Problem set:
a) Which distinct sums in Vietnamese dong does the article on student loans in Viet Nam mention? List each one once.
b) Rewrite the paragraph of the article on student loans in Viet Nam that begins "Under a Prime Minister decision" more briefly, keeping its main facts.
c) Continue the article on student loans in Viet Nam from where it stops.

Under the national credit programme for poor students, the Viet Nam Bank for Social Policies has provided a total of VND30 trillion (US$1.4 billion) in loans to over 2 million poor students over the past three years.
The majority of those eligible to borrow money are orphans, from poor households, or facing financial difficulties as a result of accidents, natural disasters or pandemics.
The bank's deputy director Nguyen Van Ly said more than VND5 trillion ($238 million) had been set aside for student loans in the first semester of the 2011-12 school year.
Beginning this school year, the programme also began allowing demobilised soldiers-turned-students and poor rural students to take out loans for vocational training.
Under a Prime Minister decision which took effect on August 1, students may take out a maximum credit of VND1 million ($47) per month, up from VND900,000 ($42) previously, while the monthly interest rate was also increased to 0.65 per cent from the previous 0.5 per cent.
Ly said adjustments were necessary for both sides as they would facilitate more support for poor students, share in Government losses from compensating the programme and help more people access student loans.
The bank will also grant preferential policies to those capable of repaying their debts prior to the due date. Ly said families would not be required to pay any interest if they could clear their debts before they're due.
The Viet Nam Bank for Social Policies has also been considering a proposal to include households with an income of less than VND1 million ($47) per person per month, he said.
A recent survey conducted by the bank found out that more than 80 per cent of households across the country belonged to this income group.

Extracted entries:
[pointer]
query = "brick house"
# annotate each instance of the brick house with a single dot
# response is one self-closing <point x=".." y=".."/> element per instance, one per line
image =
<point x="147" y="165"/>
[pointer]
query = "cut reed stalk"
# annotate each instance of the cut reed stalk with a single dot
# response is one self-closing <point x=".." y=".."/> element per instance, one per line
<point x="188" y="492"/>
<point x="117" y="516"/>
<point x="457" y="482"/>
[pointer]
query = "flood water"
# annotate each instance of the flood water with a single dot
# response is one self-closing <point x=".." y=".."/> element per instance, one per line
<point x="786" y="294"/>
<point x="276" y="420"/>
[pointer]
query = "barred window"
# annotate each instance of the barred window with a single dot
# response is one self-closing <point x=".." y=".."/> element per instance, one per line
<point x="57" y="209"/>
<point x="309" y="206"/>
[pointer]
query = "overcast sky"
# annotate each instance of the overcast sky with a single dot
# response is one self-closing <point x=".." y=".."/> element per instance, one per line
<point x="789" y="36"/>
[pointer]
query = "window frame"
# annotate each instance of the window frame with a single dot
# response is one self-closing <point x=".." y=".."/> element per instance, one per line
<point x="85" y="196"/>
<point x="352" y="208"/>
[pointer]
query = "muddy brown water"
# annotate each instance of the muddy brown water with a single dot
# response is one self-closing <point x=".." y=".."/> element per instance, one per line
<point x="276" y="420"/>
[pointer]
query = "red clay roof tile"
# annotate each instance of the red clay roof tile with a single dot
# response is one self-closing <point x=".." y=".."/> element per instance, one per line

Numbered responses:
a)
- VND30 trillion
- VND5 trillion
- VND1 million
- VND900,000

b) A Prime Minister decision effective August 1 raised the monthly student loan limit from VND900,000 ($42) to VND1 million ($47). It also raised the monthly interest rate from 0.5 percent to 0.65 percent.

c)
They are currently ineligible for the loan scheme as they fall above the poverty line which has been defined as a monthly income per person of VND400,000 ($19.5) in rural areas and VND500,000 ($24) in urban areas.
But the survey revealed that a family with two children attending university would have to pay about VND2.5 million ($119) per month in school fees.
At this rate, a family of four with a monthly average income of VND3 million ($142) would only haveVND670,000 ( $33) left each month to spend on basic needs such as food and clothes after paying school fees for one child to attend school.
Currently there are about 218,000 households with two university-age children who have not benefited from the student loan programme, according to the bank.
Local authorities in cities and provinces have requested the Government to allow these households to take out bank loans to help their students attend school.
Ly said the bank would present the issue to the Government within this month before a final decision could be made.
The national credit programme for poor students has helped many students resume their studies after Government decision No 157/2007 was enacted in 2007.